■ Stated exercise: Rewrite all the records below, changing every "instance" to "item" and leaving everything else the same.

● ● ● ● ●

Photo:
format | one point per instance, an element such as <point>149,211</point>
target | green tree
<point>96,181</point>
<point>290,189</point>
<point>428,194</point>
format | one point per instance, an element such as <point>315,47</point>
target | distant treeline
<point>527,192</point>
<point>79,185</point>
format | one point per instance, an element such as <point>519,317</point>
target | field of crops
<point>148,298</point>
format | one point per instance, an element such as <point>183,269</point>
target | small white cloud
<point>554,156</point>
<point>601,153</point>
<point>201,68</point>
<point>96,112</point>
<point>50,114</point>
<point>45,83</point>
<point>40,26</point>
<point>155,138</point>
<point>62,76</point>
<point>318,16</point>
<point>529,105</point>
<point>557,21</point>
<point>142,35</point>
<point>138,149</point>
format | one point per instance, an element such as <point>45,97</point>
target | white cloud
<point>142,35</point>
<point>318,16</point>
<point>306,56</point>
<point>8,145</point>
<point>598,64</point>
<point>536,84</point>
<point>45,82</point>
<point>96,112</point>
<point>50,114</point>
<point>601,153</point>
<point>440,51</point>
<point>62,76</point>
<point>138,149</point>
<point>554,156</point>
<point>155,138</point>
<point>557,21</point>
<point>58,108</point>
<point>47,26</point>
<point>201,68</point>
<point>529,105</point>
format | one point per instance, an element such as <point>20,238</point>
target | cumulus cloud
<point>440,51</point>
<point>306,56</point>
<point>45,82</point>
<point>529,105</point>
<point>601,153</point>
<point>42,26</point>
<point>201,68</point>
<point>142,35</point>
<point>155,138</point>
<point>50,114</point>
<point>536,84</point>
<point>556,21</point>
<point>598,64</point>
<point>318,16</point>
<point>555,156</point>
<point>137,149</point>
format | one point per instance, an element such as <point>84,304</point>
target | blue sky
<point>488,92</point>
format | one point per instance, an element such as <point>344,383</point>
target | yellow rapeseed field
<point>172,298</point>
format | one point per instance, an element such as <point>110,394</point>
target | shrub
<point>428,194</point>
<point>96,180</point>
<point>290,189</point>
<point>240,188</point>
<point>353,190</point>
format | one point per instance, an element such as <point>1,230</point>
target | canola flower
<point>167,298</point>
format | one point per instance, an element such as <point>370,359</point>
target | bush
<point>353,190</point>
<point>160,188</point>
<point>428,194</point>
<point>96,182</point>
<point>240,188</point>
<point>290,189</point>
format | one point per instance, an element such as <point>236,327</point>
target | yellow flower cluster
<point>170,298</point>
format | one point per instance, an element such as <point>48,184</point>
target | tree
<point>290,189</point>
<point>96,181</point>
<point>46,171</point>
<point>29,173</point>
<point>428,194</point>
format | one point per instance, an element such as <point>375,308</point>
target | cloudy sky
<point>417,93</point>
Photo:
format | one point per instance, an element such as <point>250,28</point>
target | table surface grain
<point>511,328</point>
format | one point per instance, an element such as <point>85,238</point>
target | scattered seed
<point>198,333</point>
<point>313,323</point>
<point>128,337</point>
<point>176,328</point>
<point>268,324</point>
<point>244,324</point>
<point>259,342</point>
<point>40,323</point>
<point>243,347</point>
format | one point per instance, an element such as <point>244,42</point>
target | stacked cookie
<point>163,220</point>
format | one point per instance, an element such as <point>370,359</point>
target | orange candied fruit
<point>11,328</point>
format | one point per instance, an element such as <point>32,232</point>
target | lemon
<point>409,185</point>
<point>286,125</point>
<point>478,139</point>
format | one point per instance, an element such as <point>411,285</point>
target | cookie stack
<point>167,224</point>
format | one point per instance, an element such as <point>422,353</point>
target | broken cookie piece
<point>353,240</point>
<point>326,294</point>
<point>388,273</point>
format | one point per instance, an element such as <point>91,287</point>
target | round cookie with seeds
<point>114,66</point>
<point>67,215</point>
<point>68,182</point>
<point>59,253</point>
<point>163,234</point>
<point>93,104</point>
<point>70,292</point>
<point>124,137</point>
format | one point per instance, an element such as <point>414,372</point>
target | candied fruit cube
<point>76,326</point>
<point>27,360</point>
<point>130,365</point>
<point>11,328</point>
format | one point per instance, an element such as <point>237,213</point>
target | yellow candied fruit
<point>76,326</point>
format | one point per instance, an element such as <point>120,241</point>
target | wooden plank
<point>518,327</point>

● ● ● ● ●

■ Solution to this problem:
Photo:
format | one point per item, an element such as <point>149,211</point>
target | green tree
<point>96,181</point>
<point>290,189</point>
<point>428,194</point>
format | one point per item, an element such as <point>315,47</point>
target | distant treeline
<point>527,192</point>
<point>79,185</point>
format | one point per item, an element such as <point>519,317</point>
target | field of crops
<point>148,298</point>
format | one point per item, an element such as <point>183,269</point>
target | small white cloud
<point>554,156</point>
<point>601,153</point>
<point>201,68</point>
<point>96,112</point>
<point>50,114</point>
<point>45,83</point>
<point>40,26</point>
<point>155,138</point>
<point>62,76</point>
<point>318,16</point>
<point>529,105</point>
<point>557,21</point>
<point>142,35</point>
<point>138,149</point>
format | one point per item, an element such as <point>45,97</point>
target | white cloud
<point>142,35</point>
<point>318,16</point>
<point>306,56</point>
<point>8,145</point>
<point>598,64</point>
<point>536,84</point>
<point>45,82</point>
<point>96,112</point>
<point>50,114</point>
<point>601,153</point>
<point>440,51</point>
<point>62,76</point>
<point>138,149</point>
<point>554,156</point>
<point>155,138</point>
<point>557,21</point>
<point>58,108</point>
<point>47,26</point>
<point>201,68</point>
<point>529,105</point>
format | one point per item, an element such as <point>20,238</point>
target | cumulus cloud
<point>440,51</point>
<point>306,56</point>
<point>45,82</point>
<point>529,105</point>
<point>601,153</point>
<point>42,26</point>
<point>201,68</point>
<point>142,35</point>
<point>155,138</point>
<point>50,114</point>
<point>536,84</point>
<point>556,21</point>
<point>598,64</point>
<point>318,16</point>
<point>555,156</point>
<point>137,149</point>
format | one point per item, an element such as <point>84,304</point>
target | blue sky
<point>488,92</point>
format | one point per item, an element such as <point>344,383</point>
target | yellow rapeseed field
<point>172,298</point>
format | one point per item, an element such as <point>110,394</point>
target | shrub
<point>428,194</point>
<point>96,180</point>
<point>290,189</point>
<point>240,188</point>
<point>353,190</point>
format | one point per item, an element such as <point>1,230</point>
target | canola flower
<point>167,298</point>
format | one point per item, an element such as <point>370,359</point>
target | bush
<point>353,190</point>
<point>160,188</point>
<point>428,194</point>
<point>96,182</point>
<point>240,188</point>
<point>290,189</point>
format | one point per item, an element such as <point>236,327</point>
target | yellow flower cluster
<point>170,298</point>
format | one point per item, an element such as <point>48,184</point>
target | tree
<point>290,189</point>
<point>96,181</point>
<point>46,171</point>
<point>29,173</point>
<point>428,194</point>
format | one point per item, an element such as <point>375,308</point>
target | cloudy sky
<point>417,93</point>
Photo:
format | one point per item, an element such as <point>250,28</point>
target | table surface grain
<point>511,328</point>
format | one point per item, an element such as <point>85,238</point>
target | scattered seed
<point>198,333</point>
<point>313,323</point>
<point>128,337</point>
<point>176,328</point>
<point>268,324</point>
<point>244,324</point>
<point>259,342</point>
<point>40,323</point>
<point>243,347</point>
format | one point per item, an element such as <point>244,42</point>
target | stacked cookie
<point>163,220</point>
format | one point per item, an element such as <point>370,359</point>
target | orange candied fruit
<point>11,328</point>
format | one point per item, an element such as <point>32,232</point>
target | lemon
<point>409,185</point>
<point>286,125</point>
<point>478,139</point>
format | one point per item, an element such as <point>411,285</point>
target | cookie stack
<point>167,224</point>
format | one point per item, an element such as <point>422,353</point>
target | broken cookie piece
<point>353,240</point>
<point>326,294</point>
<point>388,273</point>
format | one point per item, an element such as <point>91,287</point>
target | round cookie with seeds
<point>114,66</point>
<point>67,215</point>
<point>68,182</point>
<point>59,253</point>
<point>163,234</point>
<point>93,104</point>
<point>70,292</point>
<point>124,137</point>
format | one point per item, an element such as <point>414,372</point>
target | candied fruit cube
<point>76,326</point>
<point>27,360</point>
<point>130,365</point>
<point>11,328</point>
format | one point per item, an element such as <point>237,213</point>
target | yellow candied fruit
<point>76,326</point>
format | one point per item, an element such as <point>120,241</point>
target | wooden plank
<point>518,327</point>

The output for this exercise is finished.